(REQUEST 1)
Answer these questions about the aircraft display system text, one per line:
(a) What is the frequency synthesizer 607 coupled to?
(b) Besides being positioned in the aircraft, where can the data originate?
(c) What does CCD stand for?

(TEXT SEGMENT)
----------
This exemplary graphic display system 600 includes a processor 602 configured to supply the screen 606 with the information to be displayed. One or more data sources are linked to the processor 602. These data sources include a terrain database 604 used for plotting the perspective view, positioning sensors 603 of the aeroplane, air traffic detection systems, intrusion detectors 605, a frequency synthesizer 607 coupled to at least one loudspeaker 608, and control means 601 for the presentation of the information to the pilot.
The databases are generally positioned in the aircraft. The data can also originate from the ground by transmission or “data link” means. Furthermore, these data can be stored on different peripheral devices such as diskettes, hard disks, CD-ROMs, volatile memories, non-volatile memories, RAMs or other means that can be used to store data.
The display system also comprises human-machine interface and control means 601. These means are, for example, as represented in FIG. 3, conventional control stations, control being applied by the use of knobs, touch surfaces, etc. or CCDs (Cursor Control Devices), means similar to a computer “mouse”.
The processor 602 is interfaced with hardware components that provide a graphic rendition. For example, these hardware components are one or more microprocessors, memories, storage appliances, interface cards or any other standard components. In addition, the processor 602 works with software or firmware. It is capable of reading machine instructions to perform various tasks, computations and control functions and generate the signals to be displayed and the other data used by the display screen. These instructions can be stored on diskettes, hard disks, CD-ROMs, volatile memories, non-volatile memories, RAMs or any other means that can be used to store data. All these means are known to those skilled in the art.
The processor 602 supplies the data to be displayed to the display screens 606. These data comprise at least:

- The position in latitude/longitude, the speed, the heading, etc. of the aircraft based on the current location of the aircraft obtained from the position sensors 603;
- The relative positions of the intruders supplied by the air traffic detection system 605;
- Where appropriate, information originating from the terrain databases 604.
----------
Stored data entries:
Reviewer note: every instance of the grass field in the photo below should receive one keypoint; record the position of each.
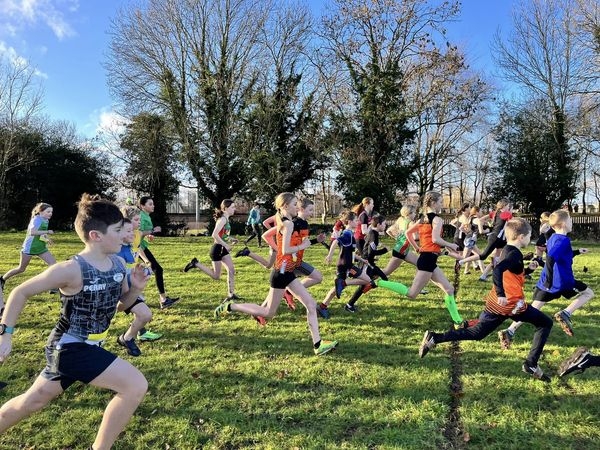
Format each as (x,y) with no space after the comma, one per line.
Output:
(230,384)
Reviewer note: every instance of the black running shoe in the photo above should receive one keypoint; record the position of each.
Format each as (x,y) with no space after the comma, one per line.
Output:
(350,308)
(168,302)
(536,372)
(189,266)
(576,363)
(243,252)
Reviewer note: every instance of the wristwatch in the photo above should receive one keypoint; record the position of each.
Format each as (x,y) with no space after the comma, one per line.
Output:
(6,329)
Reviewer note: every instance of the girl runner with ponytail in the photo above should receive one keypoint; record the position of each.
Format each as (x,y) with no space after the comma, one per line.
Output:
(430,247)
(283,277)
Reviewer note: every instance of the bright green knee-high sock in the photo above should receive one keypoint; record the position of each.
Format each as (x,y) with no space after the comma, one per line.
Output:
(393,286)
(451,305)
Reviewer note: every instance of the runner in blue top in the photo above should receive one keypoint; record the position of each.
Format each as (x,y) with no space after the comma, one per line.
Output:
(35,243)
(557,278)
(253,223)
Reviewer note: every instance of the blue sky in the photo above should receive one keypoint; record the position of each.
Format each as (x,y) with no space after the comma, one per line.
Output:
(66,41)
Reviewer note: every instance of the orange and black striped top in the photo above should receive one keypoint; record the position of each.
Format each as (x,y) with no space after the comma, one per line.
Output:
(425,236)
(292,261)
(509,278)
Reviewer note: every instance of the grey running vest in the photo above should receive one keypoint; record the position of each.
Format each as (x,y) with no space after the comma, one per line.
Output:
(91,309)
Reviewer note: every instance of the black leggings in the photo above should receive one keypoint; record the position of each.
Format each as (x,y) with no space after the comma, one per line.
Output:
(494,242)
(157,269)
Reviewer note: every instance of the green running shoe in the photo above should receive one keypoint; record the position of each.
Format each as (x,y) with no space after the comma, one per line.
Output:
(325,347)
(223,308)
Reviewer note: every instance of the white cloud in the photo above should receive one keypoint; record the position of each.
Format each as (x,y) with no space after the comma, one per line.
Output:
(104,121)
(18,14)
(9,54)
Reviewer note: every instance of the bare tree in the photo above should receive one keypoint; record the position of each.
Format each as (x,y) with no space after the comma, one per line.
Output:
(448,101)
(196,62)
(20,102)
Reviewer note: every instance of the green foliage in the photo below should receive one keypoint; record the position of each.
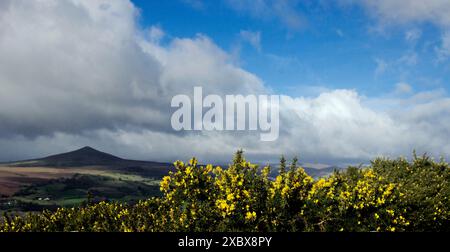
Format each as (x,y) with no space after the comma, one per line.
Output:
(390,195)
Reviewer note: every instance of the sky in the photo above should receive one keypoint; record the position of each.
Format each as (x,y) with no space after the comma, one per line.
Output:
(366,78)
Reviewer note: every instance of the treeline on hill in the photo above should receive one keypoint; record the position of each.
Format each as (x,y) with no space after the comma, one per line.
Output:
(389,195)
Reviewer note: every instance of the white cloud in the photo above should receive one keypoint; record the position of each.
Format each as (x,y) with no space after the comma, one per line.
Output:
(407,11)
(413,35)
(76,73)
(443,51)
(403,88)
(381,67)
----------
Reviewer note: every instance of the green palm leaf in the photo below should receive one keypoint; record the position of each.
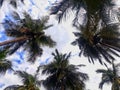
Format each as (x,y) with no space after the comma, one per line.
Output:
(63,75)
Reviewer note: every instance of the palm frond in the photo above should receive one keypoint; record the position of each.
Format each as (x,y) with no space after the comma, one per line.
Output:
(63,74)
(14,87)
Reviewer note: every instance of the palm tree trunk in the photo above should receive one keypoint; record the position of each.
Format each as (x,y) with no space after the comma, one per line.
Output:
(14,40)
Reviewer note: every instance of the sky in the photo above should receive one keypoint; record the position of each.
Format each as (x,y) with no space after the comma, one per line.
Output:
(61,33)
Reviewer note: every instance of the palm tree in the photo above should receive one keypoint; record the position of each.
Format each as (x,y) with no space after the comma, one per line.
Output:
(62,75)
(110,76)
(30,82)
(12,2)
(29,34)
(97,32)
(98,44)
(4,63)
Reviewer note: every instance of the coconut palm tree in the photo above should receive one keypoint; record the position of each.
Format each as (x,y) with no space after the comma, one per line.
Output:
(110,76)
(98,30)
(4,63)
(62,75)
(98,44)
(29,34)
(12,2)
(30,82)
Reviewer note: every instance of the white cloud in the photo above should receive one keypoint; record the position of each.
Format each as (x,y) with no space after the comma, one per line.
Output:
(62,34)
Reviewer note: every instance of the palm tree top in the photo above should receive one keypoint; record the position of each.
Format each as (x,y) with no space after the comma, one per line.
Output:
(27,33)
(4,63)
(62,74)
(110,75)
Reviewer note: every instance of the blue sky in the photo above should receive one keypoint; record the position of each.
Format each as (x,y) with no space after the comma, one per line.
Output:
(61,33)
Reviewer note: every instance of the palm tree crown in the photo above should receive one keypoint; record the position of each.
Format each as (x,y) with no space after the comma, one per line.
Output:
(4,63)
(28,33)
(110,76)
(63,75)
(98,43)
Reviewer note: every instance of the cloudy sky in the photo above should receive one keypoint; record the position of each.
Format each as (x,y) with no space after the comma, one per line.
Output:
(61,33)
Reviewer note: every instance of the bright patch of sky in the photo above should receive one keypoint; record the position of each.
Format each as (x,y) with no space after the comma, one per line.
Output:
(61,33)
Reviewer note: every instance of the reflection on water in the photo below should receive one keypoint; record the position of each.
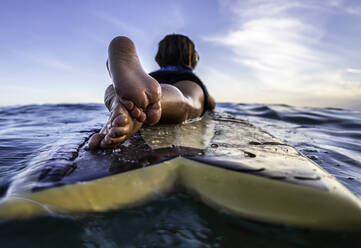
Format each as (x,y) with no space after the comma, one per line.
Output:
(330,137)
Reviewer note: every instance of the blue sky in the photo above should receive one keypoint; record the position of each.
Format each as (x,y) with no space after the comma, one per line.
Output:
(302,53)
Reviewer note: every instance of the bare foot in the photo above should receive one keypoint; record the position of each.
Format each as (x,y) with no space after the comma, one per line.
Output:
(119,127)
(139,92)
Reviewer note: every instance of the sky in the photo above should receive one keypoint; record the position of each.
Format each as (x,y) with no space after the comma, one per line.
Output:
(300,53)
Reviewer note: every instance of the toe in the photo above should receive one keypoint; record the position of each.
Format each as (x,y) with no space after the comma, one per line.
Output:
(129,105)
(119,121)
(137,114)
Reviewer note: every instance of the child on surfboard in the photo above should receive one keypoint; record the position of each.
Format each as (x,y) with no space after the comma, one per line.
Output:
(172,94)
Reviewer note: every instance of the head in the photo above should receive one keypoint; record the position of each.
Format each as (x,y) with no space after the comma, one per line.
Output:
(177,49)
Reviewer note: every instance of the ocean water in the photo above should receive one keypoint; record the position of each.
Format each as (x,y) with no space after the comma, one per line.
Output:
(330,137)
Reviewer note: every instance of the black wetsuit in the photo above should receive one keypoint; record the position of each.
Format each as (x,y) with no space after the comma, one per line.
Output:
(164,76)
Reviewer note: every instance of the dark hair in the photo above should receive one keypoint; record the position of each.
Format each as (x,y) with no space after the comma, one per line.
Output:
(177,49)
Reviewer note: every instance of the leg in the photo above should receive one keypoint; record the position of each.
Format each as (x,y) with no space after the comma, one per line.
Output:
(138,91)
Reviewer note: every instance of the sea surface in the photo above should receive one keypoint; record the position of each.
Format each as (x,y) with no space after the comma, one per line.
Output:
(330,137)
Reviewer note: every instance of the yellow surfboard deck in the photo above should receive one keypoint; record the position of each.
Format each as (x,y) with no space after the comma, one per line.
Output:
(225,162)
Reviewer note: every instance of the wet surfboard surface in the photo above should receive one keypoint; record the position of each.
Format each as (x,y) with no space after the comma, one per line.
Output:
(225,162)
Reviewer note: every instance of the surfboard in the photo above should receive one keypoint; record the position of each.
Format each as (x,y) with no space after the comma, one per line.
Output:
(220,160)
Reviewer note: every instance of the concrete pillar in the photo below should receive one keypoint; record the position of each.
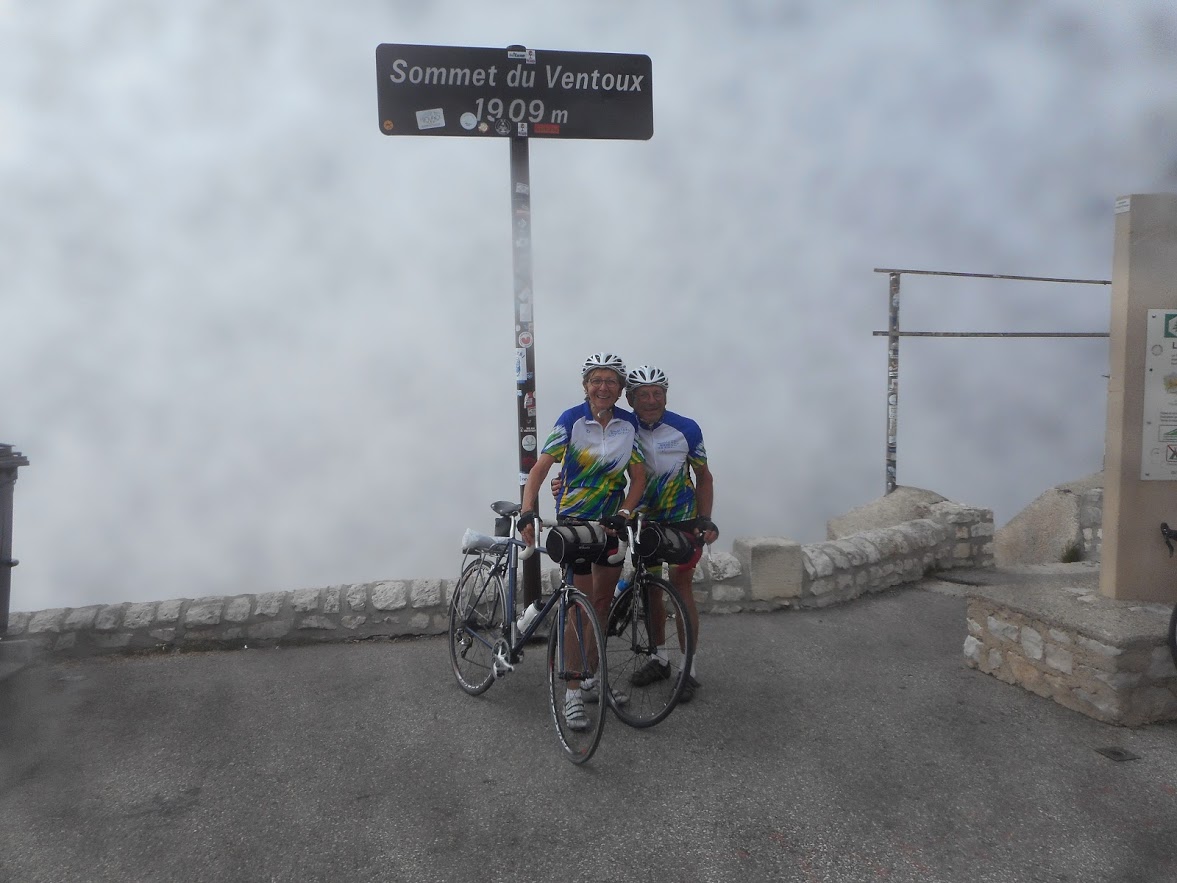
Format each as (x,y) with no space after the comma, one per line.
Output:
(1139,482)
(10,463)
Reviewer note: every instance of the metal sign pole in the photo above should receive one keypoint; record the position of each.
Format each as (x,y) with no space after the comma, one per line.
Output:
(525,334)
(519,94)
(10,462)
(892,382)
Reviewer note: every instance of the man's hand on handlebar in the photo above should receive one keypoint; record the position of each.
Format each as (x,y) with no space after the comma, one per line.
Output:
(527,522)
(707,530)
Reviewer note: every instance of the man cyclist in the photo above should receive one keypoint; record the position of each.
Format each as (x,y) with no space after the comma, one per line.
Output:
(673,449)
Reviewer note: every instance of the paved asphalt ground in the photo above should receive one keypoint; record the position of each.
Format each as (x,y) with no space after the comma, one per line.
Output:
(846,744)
----------
(REQUEST 2) How many lines of the records contain the string "shoe"? Reply with the number alone.

(PROBLEM SOLUTION 1)
(a) At least one loudspeaker 608.
(b) From the ground, by transmission or "data link" means.
(c) Cursor Control Devices.

(PROBLEM SOLUTION 2) 2